* **TASKS AND EXERCISES**:
1. Quote the passage on the European Inventor Award 2014 from "The international jury" up to and including "votes cast online.".
2. Using the passage on the European Inventor Award 2014, state whether each statement agrees with it, answering yes or no and quoting the words that decide it: (a) About 500 guests attended the award ceremony. (b) The jury chose the winners from 20 finalists. (c) Artur Fischer's expansion plug changed the construction industry in 1958.

* **PASSAGE PROVIDED**:
-=-=-=-=-

The European Patent Office (EPO) presented the European Inventor Award 2014 today in Berlin honouring outstanding inventors for their contribution to social, economic and technological progress. The award ceremony, held at the former Kaiserliches Telegrafenamt (Imperial Telegraph Office) in Germany’s capital, was attended by some 500 guests from the fields of business, science, culture and politics, including German Federal Minister of Justice and Consumer Protection Heiko Maas.
The international jury selected the winners from 15 finalists, themselves selected from over 300 proposals for individual inventors and inventor teams put forward for the 2014 award. The winners are: Artur Fischer (Germany) in the category “Lifetime achievement”, Koen Andries/Jérôme Guillemont (Belgium/France) in “Industry”, Peter Holme Jensen (Denmark) in “Small and medium-sized enterprises”, Christofer Toumazou (UK) in “Research” and Charles W. (“Chuck”) Hull in “Non-European countries”. In addition, the Popular Prize was awarded to public favourite Masahiro Hara and his team, who received nearly 30% of the more than 20 000 votes cast online.
The winners at a glance:
- Lifetime achievement: With over 1 100 applications for patents and utility models, Artur Fischer (Germany) is one of the most prolific inventors of all time. His invention and namesake, the expansion plug (or “Fischer wall plug”) revolutionised the construction industry in 1958 and has been used billions of times around the world ever since. Other innovations which have earned him worldwide recognition include the first synchronised photo flash for cameras and his “fischertechnik” toy building sets. Additional information here.

-=-=-=-=-

* **SUPPLIED MATERIAL**:
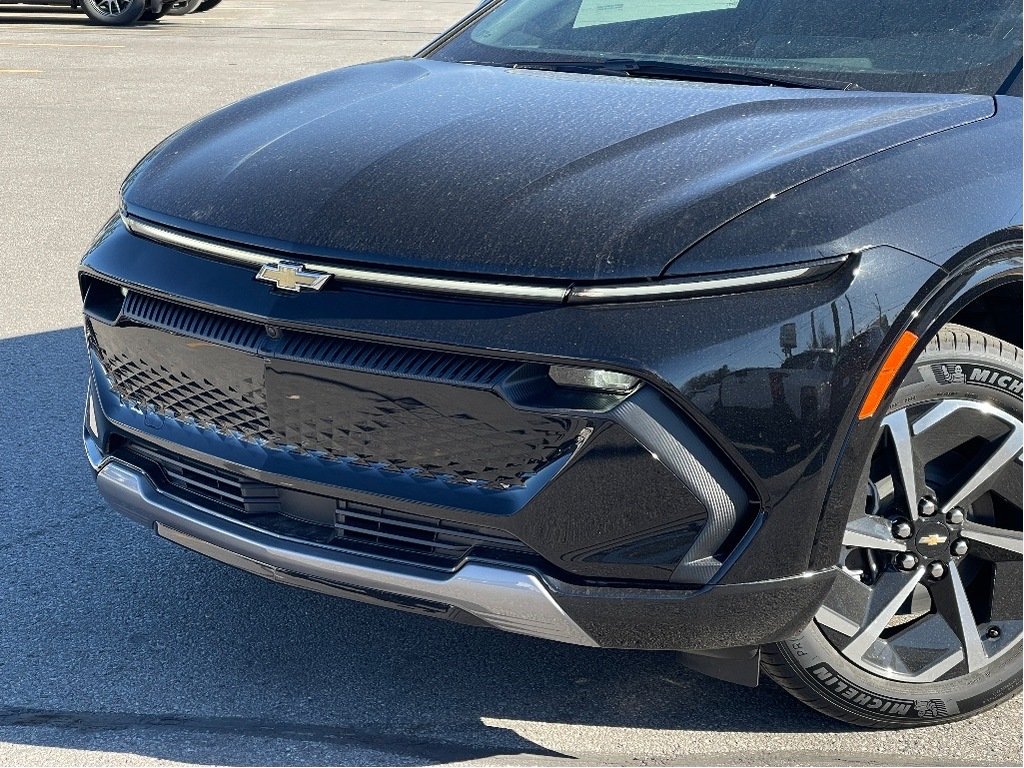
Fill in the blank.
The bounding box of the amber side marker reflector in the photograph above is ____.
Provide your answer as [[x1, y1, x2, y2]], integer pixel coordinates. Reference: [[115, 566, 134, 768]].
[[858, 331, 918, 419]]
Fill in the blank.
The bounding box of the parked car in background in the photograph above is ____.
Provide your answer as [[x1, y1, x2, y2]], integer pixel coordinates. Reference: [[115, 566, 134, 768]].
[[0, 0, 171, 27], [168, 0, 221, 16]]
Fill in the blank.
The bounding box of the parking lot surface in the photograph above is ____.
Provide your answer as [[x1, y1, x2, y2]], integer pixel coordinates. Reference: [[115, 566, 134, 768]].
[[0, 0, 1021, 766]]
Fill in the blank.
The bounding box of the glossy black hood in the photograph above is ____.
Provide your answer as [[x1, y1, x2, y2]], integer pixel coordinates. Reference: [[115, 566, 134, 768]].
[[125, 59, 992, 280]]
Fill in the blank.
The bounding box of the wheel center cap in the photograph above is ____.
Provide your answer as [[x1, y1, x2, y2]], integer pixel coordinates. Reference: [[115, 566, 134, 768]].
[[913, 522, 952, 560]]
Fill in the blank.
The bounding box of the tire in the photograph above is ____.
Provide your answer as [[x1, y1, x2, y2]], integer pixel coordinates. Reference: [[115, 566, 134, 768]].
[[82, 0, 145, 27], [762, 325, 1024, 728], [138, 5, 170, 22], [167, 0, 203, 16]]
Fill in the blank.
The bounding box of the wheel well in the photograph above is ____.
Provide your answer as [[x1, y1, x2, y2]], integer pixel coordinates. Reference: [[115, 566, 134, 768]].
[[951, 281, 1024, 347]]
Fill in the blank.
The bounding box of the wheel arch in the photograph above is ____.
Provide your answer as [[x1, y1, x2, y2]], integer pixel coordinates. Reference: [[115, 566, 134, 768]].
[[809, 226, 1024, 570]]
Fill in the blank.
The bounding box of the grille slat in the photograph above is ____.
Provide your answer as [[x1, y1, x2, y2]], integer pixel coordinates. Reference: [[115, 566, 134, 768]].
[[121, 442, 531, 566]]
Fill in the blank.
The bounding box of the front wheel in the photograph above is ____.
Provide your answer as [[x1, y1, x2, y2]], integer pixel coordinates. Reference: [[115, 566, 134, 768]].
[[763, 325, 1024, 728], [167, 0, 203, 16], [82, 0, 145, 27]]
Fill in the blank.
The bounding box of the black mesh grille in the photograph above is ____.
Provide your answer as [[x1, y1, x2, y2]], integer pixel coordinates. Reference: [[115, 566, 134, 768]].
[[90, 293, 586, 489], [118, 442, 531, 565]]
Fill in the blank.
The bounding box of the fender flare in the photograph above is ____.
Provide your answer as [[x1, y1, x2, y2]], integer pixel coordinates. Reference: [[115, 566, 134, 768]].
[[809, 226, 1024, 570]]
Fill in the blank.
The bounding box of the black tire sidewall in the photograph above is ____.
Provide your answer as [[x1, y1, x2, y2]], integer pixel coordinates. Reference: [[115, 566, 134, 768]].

-=-=-=-=-

* **RESPONSES PER TASK**:
1.
The international jury selected the winners from 15 finalists, themselves selected from over 300 proposals for individual inventors and inventor teams put forward for the 2014 award. The winners are: Artur Fischer (Germany) in the category “Lifetime achievement”, Koen Andries/Jérôme Guillemont (Belgium/France) in “Industry”, Peter Holme Jensen (Denmark) in “Small and medium-sized enterprises”, Christofer Toumazou (UK) in “Research” and Charles W. (“Chuck”) Hull in “Non-European countries”. In addition, the Popular Prize was awarded to public favourite Masahiro Hara and his team, who received nearly 30% of the more than 20 000 votes cast online.

2.
(a) Yes: "was attended by some 500 guests"
(b) No: "The international jury selected the winners from 15 finalists"
(c) Yes: "the expansion plug (or “Fischer wall plug”) revolutionised the construction industry in 1958"